[TASK OBJECTIVE] Collect each line of the entries below that contains the word "black", and copy every such line in full.

[DATA EXTRACT]
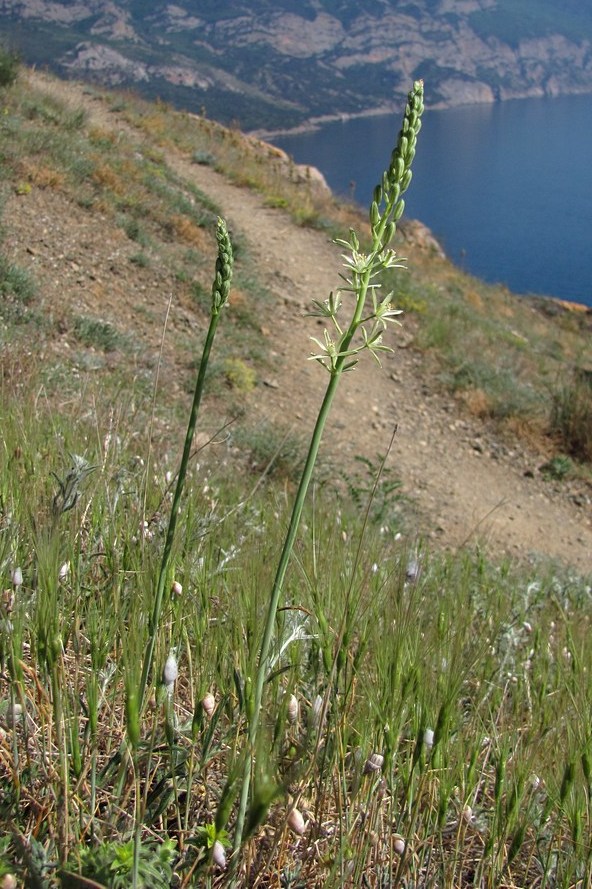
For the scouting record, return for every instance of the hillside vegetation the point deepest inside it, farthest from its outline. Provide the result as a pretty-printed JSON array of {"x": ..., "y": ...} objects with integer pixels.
[{"x": 458, "y": 753}]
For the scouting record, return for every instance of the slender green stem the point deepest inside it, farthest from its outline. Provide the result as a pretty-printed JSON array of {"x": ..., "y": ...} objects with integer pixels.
[
  {"x": 220, "y": 292},
  {"x": 174, "y": 514},
  {"x": 284, "y": 560},
  {"x": 337, "y": 358}
]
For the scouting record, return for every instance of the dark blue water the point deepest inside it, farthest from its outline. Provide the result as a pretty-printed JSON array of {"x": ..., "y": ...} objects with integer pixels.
[{"x": 506, "y": 188}]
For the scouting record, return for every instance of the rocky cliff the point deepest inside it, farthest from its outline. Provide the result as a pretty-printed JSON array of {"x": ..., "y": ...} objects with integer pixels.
[{"x": 268, "y": 65}]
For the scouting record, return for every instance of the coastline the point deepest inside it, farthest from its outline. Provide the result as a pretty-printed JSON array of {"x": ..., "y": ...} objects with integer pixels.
[{"x": 313, "y": 124}]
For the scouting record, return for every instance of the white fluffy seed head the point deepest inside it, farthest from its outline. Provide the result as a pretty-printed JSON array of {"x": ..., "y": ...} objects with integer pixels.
[
  {"x": 208, "y": 704},
  {"x": 374, "y": 763},
  {"x": 170, "y": 671},
  {"x": 316, "y": 712},
  {"x": 218, "y": 854},
  {"x": 14, "y": 715},
  {"x": 296, "y": 822},
  {"x": 293, "y": 709},
  {"x": 467, "y": 814},
  {"x": 398, "y": 844}
]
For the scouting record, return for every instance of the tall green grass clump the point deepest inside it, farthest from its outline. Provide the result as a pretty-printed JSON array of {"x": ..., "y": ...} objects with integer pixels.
[{"x": 203, "y": 686}]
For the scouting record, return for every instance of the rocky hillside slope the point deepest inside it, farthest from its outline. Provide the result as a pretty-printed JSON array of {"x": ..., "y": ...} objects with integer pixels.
[
  {"x": 106, "y": 280},
  {"x": 269, "y": 66}
]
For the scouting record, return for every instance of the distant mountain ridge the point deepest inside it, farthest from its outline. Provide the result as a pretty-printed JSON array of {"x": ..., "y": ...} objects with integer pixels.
[{"x": 274, "y": 65}]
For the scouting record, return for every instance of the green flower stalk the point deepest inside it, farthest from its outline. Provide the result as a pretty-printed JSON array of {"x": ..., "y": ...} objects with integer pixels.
[
  {"x": 339, "y": 352},
  {"x": 220, "y": 293}
]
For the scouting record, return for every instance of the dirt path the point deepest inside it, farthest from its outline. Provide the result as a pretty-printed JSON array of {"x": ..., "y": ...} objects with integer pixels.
[{"x": 467, "y": 486}]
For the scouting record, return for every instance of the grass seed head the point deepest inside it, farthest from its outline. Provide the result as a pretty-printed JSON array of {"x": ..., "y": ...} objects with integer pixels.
[
  {"x": 398, "y": 844},
  {"x": 170, "y": 672},
  {"x": 296, "y": 822},
  {"x": 293, "y": 709},
  {"x": 374, "y": 763},
  {"x": 17, "y": 577}
]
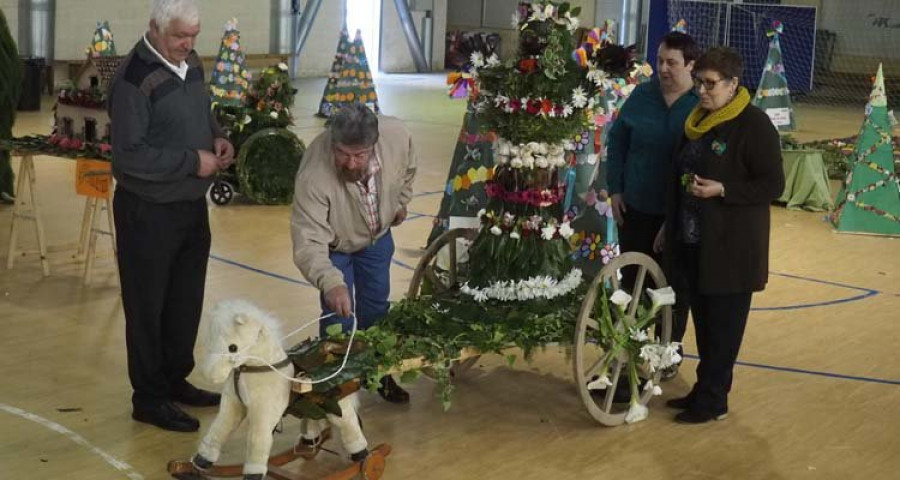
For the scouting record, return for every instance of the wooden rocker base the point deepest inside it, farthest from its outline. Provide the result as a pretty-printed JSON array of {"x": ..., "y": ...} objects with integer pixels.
[{"x": 372, "y": 468}]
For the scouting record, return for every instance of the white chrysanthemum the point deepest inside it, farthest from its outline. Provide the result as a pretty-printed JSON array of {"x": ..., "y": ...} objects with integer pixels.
[
  {"x": 477, "y": 59},
  {"x": 579, "y": 97},
  {"x": 548, "y": 232},
  {"x": 661, "y": 297},
  {"x": 620, "y": 298}
]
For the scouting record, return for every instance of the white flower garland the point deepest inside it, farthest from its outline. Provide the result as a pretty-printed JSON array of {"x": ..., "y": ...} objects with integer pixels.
[
  {"x": 541, "y": 286},
  {"x": 529, "y": 155}
]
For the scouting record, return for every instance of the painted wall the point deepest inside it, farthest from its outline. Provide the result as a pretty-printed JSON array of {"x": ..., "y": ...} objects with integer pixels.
[
  {"x": 11, "y": 11},
  {"x": 76, "y": 21},
  {"x": 395, "y": 54}
]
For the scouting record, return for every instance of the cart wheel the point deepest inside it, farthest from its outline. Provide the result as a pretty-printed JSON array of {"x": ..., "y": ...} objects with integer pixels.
[
  {"x": 430, "y": 277},
  {"x": 221, "y": 192},
  {"x": 590, "y": 355}
]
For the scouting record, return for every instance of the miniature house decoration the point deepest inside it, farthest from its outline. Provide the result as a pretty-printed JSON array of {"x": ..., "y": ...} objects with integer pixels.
[{"x": 81, "y": 106}]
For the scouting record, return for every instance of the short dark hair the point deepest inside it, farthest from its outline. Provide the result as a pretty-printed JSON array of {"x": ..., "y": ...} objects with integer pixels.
[
  {"x": 355, "y": 125},
  {"x": 684, "y": 42},
  {"x": 724, "y": 60}
]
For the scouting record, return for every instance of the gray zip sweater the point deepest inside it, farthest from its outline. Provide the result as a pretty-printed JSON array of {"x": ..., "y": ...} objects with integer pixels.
[{"x": 158, "y": 123}]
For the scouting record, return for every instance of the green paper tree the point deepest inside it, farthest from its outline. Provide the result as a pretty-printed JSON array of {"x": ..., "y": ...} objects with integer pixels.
[
  {"x": 471, "y": 166},
  {"x": 10, "y": 88},
  {"x": 869, "y": 200},
  {"x": 230, "y": 78},
  {"x": 102, "y": 44},
  {"x": 350, "y": 80},
  {"x": 773, "y": 95}
]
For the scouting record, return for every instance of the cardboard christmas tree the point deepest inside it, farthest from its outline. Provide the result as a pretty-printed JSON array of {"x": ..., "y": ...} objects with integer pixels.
[
  {"x": 102, "y": 44},
  {"x": 230, "y": 78},
  {"x": 350, "y": 80},
  {"x": 773, "y": 95},
  {"x": 869, "y": 200}
]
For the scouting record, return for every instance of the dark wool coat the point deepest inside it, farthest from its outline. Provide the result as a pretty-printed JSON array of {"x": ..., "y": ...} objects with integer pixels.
[{"x": 734, "y": 230}]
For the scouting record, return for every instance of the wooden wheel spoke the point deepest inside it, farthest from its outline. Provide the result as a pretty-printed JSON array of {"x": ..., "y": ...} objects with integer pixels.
[
  {"x": 611, "y": 389},
  {"x": 636, "y": 292},
  {"x": 454, "y": 273}
]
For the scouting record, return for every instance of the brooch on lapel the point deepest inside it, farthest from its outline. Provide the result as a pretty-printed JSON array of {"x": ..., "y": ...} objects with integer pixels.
[{"x": 718, "y": 147}]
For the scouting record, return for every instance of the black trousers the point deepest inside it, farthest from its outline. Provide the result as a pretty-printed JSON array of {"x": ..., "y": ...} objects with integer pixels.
[
  {"x": 163, "y": 250},
  {"x": 637, "y": 235},
  {"x": 719, "y": 323}
]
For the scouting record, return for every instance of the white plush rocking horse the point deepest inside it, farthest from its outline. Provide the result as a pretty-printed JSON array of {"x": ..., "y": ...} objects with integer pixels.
[{"x": 245, "y": 354}]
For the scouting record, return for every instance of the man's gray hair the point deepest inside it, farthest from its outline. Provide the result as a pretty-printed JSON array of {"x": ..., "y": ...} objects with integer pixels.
[
  {"x": 164, "y": 11},
  {"x": 354, "y": 125}
]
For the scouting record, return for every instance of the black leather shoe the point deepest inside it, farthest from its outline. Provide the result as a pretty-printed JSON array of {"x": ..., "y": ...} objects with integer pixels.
[
  {"x": 681, "y": 403},
  {"x": 692, "y": 416},
  {"x": 166, "y": 416},
  {"x": 392, "y": 392},
  {"x": 195, "y": 397}
]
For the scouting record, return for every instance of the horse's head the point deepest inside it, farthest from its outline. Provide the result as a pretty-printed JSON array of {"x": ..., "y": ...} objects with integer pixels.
[{"x": 238, "y": 330}]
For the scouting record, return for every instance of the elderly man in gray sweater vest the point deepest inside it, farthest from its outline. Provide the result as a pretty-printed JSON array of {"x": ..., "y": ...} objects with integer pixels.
[{"x": 166, "y": 146}]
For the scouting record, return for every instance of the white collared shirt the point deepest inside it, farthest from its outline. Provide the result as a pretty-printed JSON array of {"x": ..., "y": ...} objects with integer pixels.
[{"x": 180, "y": 70}]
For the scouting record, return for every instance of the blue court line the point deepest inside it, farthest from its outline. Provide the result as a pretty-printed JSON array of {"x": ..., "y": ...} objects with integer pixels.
[
  {"x": 259, "y": 271},
  {"x": 868, "y": 292},
  {"x": 810, "y": 372}
]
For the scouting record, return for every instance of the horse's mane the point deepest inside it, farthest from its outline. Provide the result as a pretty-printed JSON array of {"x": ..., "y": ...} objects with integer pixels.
[{"x": 225, "y": 311}]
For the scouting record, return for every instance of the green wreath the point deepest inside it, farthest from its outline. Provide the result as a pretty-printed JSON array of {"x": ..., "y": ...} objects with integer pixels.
[{"x": 267, "y": 164}]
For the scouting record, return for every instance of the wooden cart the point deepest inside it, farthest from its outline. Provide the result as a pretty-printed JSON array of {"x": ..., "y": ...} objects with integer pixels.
[{"x": 442, "y": 270}]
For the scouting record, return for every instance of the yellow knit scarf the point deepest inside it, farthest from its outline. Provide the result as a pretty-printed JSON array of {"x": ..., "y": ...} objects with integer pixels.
[{"x": 697, "y": 124}]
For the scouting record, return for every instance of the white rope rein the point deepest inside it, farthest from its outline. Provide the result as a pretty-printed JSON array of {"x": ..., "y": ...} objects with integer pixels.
[{"x": 265, "y": 363}]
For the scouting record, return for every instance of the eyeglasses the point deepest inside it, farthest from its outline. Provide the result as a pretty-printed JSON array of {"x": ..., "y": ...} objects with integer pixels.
[
  {"x": 708, "y": 85},
  {"x": 344, "y": 156}
]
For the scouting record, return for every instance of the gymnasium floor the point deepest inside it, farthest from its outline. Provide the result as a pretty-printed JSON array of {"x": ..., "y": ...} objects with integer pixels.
[{"x": 816, "y": 395}]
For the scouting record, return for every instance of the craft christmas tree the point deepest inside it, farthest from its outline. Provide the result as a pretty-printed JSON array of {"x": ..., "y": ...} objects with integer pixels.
[
  {"x": 350, "y": 80},
  {"x": 773, "y": 95},
  {"x": 471, "y": 166},
  {"x": 230, "y": 78},
  {"x": 869, "y": 200},
  {"x": 102, "y": 45}
]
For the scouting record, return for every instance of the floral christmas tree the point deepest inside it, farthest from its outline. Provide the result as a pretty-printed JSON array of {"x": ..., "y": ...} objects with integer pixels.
[
  {"x": 230, "y": 78},
  {"x": 869, "y": 200},
  {"x": 102, "y": 44},
  {"x": 350, "y": 80},
  {"x": 471, "y": 166},
  {"x": 773, "y": 95}
]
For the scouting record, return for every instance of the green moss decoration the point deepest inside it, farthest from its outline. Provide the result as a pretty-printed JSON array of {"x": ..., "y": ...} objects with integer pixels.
[{"x": 267, "y": 164}]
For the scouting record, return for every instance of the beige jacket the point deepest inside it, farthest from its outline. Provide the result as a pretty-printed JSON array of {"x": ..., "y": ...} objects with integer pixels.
[{"x": 328, "y": 213}]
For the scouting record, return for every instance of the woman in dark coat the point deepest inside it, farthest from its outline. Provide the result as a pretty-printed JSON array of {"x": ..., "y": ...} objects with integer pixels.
[{"x": 716, "y": 236}]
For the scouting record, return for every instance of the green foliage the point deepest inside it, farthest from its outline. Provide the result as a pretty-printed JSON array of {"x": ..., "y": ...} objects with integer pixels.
[
  {"x": 267, "y": 164},
  {"x": 438, "y": 328},
  {"x": 10, "y": 88}
]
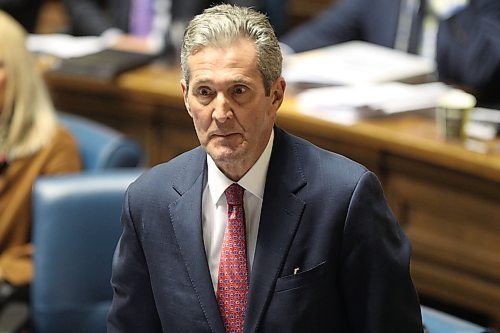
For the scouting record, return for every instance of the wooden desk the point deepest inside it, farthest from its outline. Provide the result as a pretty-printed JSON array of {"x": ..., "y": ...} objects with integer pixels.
[{"x": 447, "y": 198}]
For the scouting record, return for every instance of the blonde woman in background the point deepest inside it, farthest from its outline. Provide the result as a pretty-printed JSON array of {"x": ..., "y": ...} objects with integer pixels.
[{"x": 31, "y": 144}]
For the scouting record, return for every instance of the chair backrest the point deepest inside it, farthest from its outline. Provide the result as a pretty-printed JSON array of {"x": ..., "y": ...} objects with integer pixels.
[
  {"x": 102, "y": 147},
  {"x": 75, "y": 231}
]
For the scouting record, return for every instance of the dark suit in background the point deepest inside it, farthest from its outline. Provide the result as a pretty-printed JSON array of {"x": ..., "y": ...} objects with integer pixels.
[
  {"x": 24, "y": 11},
  {"x": 93, "y": 17},
  {"x": 468, "y": 42}
]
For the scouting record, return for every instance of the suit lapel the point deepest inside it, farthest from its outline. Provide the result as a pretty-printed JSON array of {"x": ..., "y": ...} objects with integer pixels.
[
  {"x": 281, "y": 214},
  {"x": 186, "y": 220}
]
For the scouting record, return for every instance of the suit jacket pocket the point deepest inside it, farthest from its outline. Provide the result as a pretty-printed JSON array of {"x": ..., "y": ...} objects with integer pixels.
[{"x": 300, "y": 279}]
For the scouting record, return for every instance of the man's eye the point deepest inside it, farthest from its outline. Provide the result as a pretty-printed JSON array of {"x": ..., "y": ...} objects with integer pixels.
[
  {"x": 204, "y": 92},
  {"x": 238, "y": 90}
]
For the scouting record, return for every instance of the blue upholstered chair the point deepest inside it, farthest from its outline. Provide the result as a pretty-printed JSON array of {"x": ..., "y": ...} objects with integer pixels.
[
  {"x": 102, "y": 147},
  {"x": 76, "y": 228}
]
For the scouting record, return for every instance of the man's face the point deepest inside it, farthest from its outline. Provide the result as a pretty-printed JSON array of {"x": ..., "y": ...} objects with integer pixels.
[{"x": 232, "y": 115}]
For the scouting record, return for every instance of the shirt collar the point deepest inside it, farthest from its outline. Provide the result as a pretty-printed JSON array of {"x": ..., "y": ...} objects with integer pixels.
[{"x": 253, "y": 181}]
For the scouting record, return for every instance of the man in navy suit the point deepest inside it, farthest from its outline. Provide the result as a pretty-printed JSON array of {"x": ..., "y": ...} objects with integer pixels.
[
  {"x": 324, "y": 251},
  {"x": 466, "y": 43},
  {"x": 169, "y": 18}
]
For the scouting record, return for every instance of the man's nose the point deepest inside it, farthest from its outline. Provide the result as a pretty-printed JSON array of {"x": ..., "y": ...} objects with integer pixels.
[{"x": 222, "y": 108}]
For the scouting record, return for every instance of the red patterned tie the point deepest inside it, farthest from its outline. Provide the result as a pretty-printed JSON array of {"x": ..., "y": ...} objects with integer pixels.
[{"x": 232, "y": 287}]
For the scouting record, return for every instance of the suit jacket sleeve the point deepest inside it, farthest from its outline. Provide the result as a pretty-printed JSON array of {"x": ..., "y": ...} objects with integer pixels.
[
  {"x": 133, "y": 308},
  {"x": 87, "y": 18},
  {"x": 468, "y": 49},
  {"x": 375, "y": 279}
]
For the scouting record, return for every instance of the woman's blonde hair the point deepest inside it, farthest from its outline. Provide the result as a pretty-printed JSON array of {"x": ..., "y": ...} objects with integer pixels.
[{"x": 27, "y": 117}]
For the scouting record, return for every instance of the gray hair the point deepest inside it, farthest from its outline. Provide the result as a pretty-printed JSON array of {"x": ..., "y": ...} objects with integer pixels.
[{"x": 224, "y": 24}]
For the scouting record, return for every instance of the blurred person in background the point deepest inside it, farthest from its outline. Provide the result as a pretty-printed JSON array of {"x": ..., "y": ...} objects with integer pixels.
[
  {"x": 23, "y": 11},
  {"x": 463, "y": 36},
  {"x": 31, "y": 144},
  {"x": 138, "y": 25}
]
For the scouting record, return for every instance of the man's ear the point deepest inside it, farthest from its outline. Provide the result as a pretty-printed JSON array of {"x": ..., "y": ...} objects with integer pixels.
[{"x": 185, "y": 90}]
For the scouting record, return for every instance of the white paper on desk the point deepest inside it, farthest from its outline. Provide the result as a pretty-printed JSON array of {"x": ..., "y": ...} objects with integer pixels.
[
  {"x": 354, "y": 63},
  {"x": 349, "y": 104},
  {"x": 66, "y": 46}
]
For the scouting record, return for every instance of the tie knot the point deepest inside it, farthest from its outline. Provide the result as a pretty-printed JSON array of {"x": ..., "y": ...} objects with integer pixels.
[{"x": 234, "y": 194}]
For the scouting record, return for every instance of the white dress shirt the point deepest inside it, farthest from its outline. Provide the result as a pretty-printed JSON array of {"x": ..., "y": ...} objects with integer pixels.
[{"x": 214, "y": 208}]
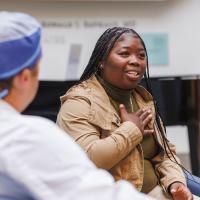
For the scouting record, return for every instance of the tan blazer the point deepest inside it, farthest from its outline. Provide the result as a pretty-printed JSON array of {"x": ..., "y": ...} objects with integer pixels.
[{"x": 88, "y": 116}]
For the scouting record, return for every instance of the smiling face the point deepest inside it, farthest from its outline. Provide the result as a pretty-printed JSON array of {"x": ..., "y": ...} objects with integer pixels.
[{"x": 126, "y": 62}]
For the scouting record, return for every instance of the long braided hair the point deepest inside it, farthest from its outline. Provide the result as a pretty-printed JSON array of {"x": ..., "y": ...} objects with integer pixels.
[{"x": 100, "y": 53}]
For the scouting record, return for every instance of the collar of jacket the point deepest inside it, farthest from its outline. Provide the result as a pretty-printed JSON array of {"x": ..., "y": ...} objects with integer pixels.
[{"x": 102, "y": 111}]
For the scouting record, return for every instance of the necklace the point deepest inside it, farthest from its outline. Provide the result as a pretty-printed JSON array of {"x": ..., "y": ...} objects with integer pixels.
[{"x": 131, "y": 103}]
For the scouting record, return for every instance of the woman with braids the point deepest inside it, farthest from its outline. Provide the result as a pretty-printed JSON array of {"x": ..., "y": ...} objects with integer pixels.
[{"x": 116, "y": 121}]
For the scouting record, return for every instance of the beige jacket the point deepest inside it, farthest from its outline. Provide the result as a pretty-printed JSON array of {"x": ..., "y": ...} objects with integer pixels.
[{"x": 89, "y": 117}]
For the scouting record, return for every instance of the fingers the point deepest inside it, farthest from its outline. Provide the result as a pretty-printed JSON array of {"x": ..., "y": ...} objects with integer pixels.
[
  {"x": 123, "y": 113},
  {"x": 148, "y": 132}
]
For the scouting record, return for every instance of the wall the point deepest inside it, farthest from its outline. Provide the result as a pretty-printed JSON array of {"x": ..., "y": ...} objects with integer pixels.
[{"x": 177, "y": 18}]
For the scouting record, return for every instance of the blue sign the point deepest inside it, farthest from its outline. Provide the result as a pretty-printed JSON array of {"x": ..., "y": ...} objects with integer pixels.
[{"x": 157, "y": 48}]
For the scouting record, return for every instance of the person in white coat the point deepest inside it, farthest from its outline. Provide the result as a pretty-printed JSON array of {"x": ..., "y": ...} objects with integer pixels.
[{"x": 37, "y": 160}]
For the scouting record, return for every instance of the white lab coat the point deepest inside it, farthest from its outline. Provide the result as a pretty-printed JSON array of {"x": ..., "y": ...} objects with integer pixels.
[{"x": 39, "y": 161}]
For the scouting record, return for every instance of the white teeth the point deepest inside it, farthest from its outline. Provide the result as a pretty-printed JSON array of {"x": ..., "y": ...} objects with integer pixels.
[{"x": 134, "y": 73}]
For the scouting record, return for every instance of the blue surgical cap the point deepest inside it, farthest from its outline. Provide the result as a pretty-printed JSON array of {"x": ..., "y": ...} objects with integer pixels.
[{"x": 19, "y": 43}]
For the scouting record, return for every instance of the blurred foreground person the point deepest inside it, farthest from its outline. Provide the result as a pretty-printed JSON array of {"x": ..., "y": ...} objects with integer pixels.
[{"x": 37, "y": 160}]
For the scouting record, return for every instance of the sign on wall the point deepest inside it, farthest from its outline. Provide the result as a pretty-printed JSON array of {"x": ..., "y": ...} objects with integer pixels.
[{"x": 68, "y": 44}]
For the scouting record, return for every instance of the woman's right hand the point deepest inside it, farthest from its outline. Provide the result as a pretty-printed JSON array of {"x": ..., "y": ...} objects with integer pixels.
[{"x": 140, "y": 118}]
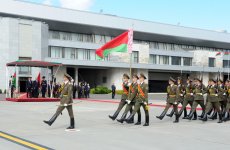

[FINISHED TASK]
For the scouting record, return for every instance of the black trousers the point deepest inside it, farthest from its outline. Provide the result as a pretty-printed JSON array of {"x": ..., "y": ...} objects with integer pixels.
For the scouting record, return for every instance of the black leather shoe the point deepest inside it, farthest from its outline. Provide the result as a pretty-printed JSON array of {"x": ..., "y": ...} objects with integer pixels.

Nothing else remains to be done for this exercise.